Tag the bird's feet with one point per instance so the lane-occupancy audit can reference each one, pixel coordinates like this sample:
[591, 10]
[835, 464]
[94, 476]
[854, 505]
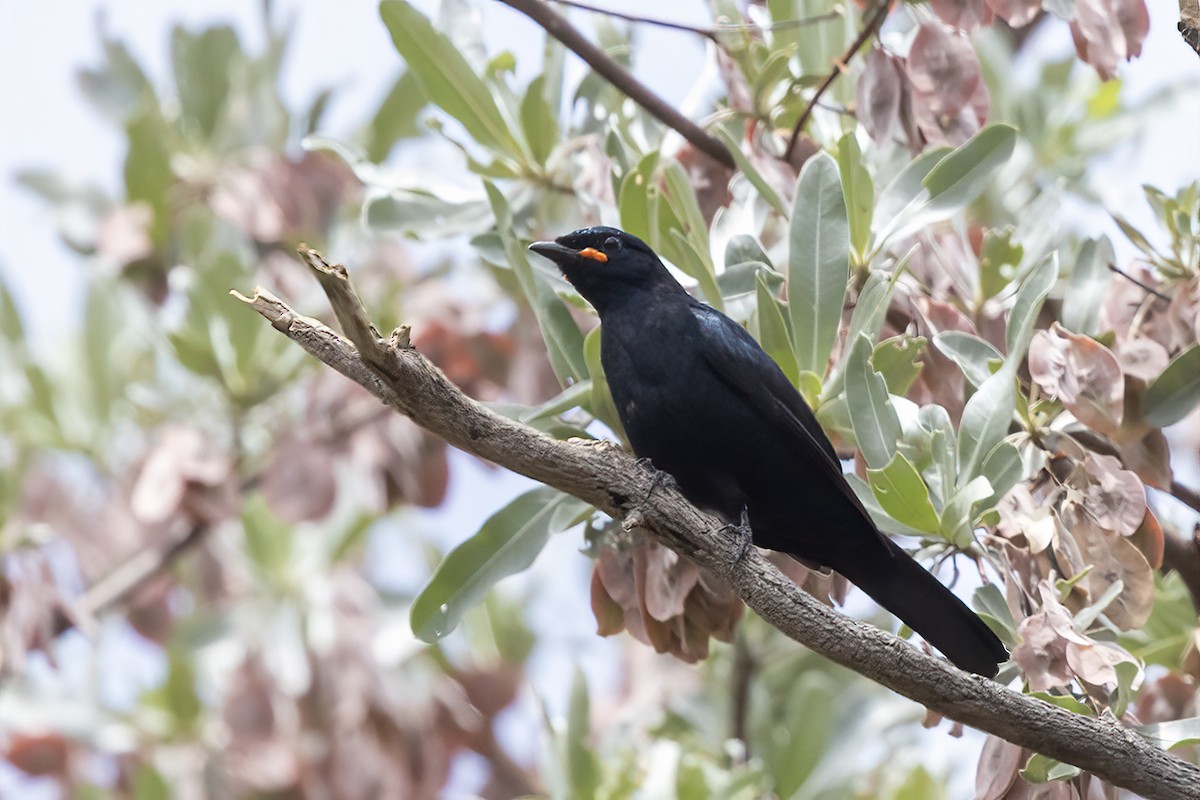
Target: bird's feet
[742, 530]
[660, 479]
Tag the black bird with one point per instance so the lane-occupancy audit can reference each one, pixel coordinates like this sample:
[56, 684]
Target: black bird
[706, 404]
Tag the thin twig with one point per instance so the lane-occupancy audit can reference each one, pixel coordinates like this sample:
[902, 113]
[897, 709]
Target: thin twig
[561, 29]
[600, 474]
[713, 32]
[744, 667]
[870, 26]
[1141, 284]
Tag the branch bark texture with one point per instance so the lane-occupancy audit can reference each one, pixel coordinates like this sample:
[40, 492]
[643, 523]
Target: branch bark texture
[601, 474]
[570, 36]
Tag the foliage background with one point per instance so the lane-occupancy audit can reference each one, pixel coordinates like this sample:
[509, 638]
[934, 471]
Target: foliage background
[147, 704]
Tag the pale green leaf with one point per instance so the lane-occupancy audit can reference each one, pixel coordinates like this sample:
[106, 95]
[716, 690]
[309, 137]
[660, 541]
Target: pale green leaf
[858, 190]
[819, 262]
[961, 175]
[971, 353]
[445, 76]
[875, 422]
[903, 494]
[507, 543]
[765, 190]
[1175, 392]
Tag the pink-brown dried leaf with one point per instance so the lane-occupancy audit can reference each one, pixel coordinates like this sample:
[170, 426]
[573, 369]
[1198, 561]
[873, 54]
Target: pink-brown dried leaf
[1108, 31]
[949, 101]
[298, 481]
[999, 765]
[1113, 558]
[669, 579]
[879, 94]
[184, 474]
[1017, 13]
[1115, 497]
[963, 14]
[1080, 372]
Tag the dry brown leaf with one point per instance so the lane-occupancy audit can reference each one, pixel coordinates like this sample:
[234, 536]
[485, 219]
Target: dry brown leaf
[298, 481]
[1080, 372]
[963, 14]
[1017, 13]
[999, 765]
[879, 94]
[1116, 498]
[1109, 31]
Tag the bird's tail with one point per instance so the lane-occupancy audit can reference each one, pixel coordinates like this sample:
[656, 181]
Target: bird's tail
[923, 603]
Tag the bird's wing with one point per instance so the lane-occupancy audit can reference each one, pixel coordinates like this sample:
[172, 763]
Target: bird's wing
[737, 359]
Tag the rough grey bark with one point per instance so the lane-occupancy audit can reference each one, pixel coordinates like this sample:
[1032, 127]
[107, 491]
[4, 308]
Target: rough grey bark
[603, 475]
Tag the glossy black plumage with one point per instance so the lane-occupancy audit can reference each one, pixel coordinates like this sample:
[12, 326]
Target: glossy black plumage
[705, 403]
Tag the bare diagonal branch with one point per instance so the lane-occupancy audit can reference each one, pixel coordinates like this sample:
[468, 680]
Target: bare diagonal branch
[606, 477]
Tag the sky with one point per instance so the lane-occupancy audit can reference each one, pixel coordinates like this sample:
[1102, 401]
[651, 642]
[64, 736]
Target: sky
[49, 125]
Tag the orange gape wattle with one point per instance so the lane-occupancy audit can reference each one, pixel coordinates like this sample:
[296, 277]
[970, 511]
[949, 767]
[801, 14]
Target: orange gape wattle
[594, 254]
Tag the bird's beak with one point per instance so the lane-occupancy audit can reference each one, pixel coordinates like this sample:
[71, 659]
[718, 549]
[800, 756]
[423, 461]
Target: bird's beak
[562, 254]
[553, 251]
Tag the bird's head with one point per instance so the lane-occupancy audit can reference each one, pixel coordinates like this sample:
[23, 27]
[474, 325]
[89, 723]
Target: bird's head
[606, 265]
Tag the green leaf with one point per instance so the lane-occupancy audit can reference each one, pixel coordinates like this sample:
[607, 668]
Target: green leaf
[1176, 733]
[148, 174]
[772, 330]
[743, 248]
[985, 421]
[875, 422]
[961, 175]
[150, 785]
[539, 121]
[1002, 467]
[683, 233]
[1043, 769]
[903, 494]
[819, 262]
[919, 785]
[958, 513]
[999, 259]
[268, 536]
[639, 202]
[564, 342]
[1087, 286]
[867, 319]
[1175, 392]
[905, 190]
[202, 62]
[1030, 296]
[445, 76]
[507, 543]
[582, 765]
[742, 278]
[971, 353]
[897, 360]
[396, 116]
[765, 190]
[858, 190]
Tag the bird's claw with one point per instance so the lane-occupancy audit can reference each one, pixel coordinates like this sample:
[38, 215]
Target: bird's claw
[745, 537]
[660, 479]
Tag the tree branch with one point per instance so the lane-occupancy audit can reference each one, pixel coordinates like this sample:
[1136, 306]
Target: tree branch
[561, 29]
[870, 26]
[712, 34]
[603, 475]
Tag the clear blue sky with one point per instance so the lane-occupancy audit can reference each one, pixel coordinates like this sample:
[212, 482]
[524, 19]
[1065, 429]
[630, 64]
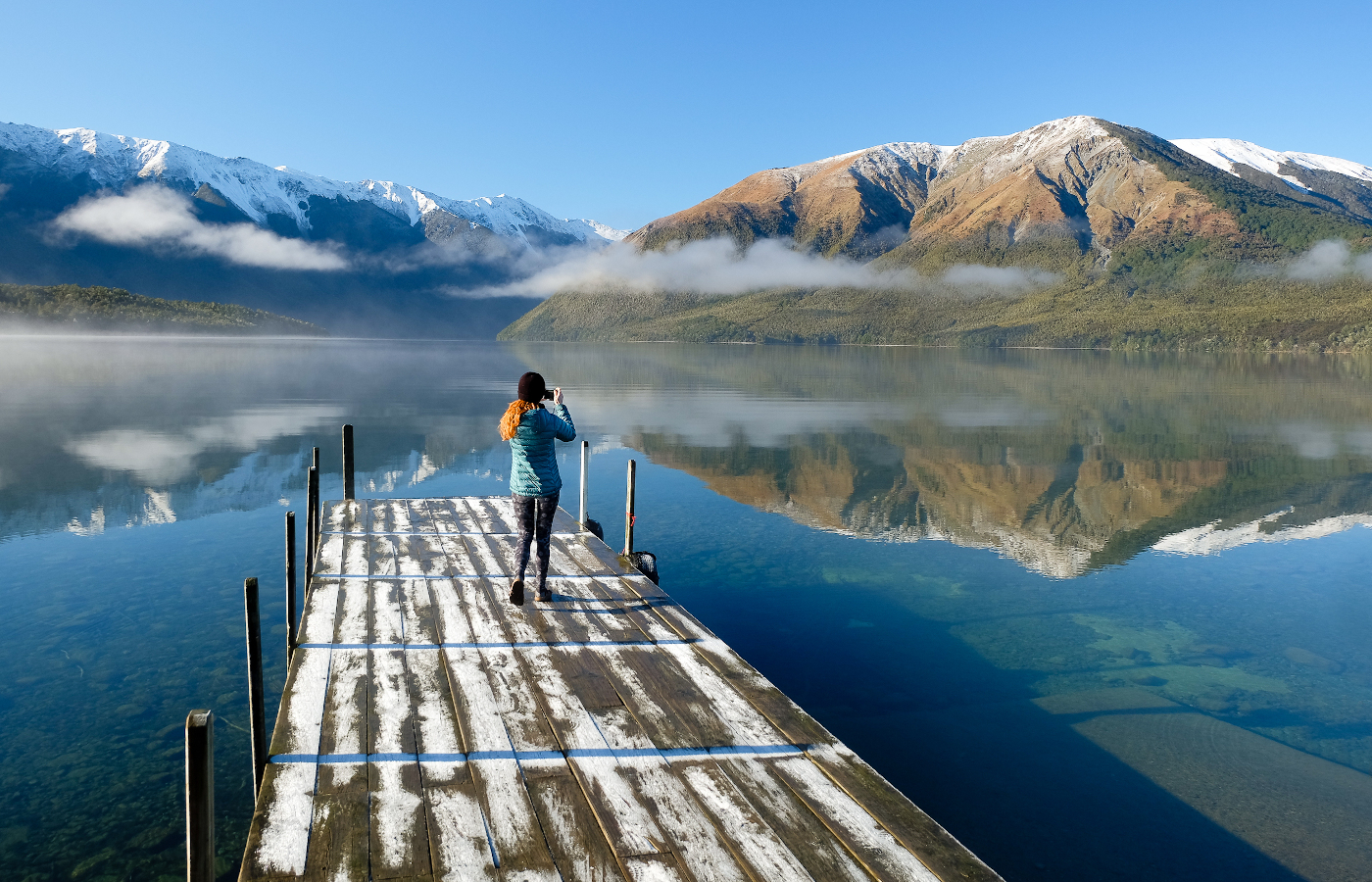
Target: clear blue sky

--

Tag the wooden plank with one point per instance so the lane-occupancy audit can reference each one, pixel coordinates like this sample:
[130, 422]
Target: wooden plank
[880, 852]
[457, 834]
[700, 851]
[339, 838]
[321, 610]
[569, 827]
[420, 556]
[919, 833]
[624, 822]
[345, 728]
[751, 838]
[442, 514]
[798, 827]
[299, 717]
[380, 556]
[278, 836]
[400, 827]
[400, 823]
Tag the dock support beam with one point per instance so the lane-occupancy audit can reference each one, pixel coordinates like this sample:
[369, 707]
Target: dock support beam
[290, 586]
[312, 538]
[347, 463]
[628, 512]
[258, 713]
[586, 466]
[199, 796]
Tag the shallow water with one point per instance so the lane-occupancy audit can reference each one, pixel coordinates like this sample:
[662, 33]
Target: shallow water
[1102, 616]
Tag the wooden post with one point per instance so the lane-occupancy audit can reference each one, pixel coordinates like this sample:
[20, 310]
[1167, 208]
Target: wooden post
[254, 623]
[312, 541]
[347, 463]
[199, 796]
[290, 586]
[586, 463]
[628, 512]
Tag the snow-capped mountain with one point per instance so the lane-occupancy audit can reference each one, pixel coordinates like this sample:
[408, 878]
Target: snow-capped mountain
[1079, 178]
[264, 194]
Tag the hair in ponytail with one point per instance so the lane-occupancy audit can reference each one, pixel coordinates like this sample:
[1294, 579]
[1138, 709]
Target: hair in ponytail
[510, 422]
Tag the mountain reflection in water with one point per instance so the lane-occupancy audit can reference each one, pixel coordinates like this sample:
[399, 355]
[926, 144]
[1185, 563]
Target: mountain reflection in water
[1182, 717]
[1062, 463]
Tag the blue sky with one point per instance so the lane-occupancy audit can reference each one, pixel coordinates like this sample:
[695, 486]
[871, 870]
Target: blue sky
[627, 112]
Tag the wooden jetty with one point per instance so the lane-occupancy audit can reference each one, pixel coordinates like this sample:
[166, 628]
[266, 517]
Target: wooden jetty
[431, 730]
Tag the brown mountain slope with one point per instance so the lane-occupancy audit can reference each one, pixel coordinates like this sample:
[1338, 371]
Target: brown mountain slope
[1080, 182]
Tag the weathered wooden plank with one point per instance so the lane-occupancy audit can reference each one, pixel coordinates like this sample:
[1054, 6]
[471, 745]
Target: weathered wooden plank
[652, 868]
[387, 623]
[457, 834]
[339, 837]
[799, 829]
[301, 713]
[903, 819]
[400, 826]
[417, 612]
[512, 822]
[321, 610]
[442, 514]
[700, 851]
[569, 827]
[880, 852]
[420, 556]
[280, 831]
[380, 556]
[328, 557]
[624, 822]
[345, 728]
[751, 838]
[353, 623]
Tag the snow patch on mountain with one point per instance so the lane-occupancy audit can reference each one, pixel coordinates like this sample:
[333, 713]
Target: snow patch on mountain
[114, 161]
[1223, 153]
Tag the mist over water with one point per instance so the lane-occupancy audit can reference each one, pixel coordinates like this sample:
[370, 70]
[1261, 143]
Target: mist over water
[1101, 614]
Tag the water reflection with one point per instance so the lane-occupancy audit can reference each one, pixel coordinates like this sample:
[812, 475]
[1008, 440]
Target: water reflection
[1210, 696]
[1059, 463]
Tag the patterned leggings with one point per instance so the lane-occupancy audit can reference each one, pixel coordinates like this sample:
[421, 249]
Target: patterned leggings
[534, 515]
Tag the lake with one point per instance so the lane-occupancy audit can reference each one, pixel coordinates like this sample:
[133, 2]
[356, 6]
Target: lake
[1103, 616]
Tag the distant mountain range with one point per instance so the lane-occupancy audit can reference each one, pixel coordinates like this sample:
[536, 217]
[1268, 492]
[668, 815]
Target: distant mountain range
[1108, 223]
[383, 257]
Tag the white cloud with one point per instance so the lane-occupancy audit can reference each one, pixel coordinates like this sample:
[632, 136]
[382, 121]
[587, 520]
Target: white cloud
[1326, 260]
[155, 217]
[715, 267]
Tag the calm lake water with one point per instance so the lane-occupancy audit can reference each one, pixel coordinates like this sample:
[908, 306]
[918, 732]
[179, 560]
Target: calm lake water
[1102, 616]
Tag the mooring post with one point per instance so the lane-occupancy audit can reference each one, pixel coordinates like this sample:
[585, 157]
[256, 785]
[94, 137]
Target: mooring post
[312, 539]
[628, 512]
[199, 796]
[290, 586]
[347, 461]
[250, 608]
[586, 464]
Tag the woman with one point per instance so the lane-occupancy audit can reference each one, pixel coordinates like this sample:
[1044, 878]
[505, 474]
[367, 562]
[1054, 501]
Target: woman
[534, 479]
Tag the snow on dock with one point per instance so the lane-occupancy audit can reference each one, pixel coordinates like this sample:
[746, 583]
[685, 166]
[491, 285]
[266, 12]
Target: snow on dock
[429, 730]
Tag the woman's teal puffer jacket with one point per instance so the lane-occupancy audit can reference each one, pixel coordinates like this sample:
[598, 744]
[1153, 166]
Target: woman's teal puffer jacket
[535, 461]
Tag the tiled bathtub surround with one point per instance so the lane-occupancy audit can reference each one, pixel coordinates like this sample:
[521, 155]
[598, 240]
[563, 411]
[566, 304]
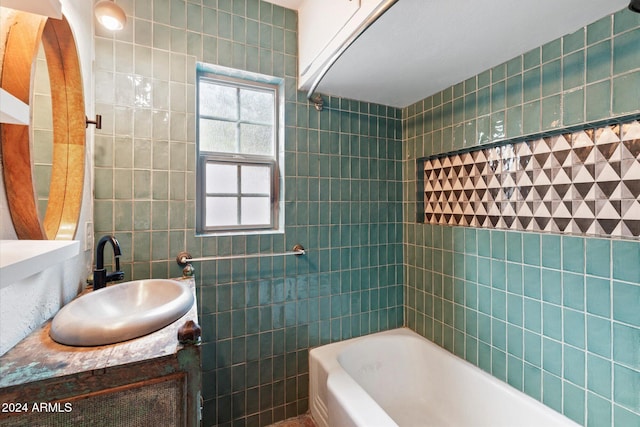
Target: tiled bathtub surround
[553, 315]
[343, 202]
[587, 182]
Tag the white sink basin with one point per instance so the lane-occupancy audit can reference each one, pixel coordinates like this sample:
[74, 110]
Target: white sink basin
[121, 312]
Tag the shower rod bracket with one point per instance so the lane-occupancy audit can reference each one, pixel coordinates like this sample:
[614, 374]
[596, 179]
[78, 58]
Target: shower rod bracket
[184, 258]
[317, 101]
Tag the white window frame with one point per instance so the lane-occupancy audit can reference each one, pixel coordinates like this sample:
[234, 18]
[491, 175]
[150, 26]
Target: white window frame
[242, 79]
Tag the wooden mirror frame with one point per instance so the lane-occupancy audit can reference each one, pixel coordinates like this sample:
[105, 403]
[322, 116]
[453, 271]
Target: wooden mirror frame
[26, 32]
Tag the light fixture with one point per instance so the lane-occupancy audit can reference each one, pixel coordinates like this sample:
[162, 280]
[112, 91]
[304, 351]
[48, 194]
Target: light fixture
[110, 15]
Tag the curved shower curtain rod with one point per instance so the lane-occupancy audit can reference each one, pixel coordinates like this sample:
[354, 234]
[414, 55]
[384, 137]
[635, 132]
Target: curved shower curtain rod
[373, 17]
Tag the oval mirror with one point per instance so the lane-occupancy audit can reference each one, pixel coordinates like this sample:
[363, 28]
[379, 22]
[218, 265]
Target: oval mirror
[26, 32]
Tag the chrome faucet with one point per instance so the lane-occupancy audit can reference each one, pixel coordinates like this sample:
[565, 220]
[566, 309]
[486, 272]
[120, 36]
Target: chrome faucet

Your objective: Arrange the records above as a numbered list, beginning at the line that contains "Tag the tree" and stopping after the line that contains "Target: clear blue sky". Skip blank lines and leave the pictures out of your answer.

Full output:
1. Tag the tree branch with one point per instance so the lane-occupancy audit can reference each one, pixel coordinates like this sample:
2. [1136, 306]
3. Target: tree branch
4. [561, 29]
5. [870, 26]
6. [712, 34]
7. [603, 475]
8. Tag the clear blue sky with one point per instance so the lane-occupancy audit can reference each one, pixel coordinates like this sample:
9. [212, 482]
10. [524, 19]
11. [1065, 429]
12. [630, 64]
13. Target: clear blue sky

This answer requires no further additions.